Problem description -
Which lines in the records contain the string "facade", with case counting? Return every such line.

### Records shown ###

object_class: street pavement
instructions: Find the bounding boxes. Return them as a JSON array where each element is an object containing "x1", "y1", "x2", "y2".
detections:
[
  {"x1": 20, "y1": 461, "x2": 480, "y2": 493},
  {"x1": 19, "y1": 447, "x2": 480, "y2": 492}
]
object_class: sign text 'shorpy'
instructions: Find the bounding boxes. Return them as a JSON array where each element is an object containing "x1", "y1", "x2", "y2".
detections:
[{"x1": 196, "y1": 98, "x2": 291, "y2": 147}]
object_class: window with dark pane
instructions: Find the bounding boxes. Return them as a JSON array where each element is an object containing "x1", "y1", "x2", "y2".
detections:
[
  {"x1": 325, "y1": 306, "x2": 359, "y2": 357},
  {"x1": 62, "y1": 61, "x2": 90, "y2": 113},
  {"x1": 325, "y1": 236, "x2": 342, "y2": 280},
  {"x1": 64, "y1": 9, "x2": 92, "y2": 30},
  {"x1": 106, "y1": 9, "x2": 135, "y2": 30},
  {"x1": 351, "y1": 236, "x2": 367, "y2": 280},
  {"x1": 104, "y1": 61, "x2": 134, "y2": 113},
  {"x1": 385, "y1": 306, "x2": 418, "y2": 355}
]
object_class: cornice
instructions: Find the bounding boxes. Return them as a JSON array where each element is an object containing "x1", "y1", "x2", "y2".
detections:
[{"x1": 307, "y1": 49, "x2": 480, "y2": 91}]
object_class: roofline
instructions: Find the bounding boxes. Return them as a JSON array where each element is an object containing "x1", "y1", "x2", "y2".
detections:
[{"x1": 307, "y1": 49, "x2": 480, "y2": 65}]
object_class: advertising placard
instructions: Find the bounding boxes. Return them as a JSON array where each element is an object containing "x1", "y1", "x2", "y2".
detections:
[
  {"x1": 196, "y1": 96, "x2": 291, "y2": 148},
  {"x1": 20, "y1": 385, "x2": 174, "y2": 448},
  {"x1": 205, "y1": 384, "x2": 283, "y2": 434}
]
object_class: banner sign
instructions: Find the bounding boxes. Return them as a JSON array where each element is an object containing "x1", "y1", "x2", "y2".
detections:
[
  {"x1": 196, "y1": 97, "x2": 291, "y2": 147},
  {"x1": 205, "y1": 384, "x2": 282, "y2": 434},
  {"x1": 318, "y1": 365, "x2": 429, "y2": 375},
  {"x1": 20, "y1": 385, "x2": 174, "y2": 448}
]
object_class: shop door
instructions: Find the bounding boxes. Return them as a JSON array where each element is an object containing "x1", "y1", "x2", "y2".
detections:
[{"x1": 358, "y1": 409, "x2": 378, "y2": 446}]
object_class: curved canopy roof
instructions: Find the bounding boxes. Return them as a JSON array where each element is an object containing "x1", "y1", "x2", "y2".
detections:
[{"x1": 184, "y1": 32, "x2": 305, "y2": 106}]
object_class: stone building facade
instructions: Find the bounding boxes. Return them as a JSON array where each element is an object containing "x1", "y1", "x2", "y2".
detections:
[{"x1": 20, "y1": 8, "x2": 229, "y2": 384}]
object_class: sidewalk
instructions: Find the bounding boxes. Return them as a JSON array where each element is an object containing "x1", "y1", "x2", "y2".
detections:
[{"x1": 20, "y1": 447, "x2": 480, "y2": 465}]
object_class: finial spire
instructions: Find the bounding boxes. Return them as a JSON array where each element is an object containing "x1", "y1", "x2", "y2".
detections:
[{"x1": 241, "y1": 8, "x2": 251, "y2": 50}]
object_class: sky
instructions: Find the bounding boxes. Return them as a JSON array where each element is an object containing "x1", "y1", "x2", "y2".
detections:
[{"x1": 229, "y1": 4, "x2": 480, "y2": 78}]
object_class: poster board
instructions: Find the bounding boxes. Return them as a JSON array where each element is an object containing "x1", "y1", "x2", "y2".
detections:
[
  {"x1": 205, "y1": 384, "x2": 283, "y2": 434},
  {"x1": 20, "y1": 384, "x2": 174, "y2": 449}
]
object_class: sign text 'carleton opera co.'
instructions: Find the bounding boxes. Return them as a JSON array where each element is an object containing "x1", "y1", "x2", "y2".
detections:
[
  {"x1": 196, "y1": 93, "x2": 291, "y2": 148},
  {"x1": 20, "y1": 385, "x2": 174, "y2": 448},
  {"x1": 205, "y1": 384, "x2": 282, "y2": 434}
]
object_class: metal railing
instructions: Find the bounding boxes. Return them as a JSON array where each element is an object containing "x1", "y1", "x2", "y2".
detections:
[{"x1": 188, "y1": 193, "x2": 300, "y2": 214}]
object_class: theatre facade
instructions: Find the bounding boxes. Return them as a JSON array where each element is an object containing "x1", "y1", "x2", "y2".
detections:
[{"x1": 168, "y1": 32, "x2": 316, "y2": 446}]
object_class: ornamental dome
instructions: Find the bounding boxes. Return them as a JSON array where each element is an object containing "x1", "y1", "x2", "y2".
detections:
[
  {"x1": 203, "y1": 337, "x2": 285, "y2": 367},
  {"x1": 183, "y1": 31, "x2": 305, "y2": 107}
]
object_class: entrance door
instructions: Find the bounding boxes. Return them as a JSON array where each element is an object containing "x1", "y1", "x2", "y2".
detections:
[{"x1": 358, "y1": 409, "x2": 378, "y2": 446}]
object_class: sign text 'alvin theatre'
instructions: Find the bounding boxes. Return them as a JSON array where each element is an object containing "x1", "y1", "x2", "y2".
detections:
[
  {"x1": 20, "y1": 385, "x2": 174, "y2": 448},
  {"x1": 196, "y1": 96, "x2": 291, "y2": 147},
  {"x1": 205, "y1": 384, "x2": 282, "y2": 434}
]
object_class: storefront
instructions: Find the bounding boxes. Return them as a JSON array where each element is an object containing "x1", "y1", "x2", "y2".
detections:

###

Reply -
object_class: stone building facade
object_class: theatre facade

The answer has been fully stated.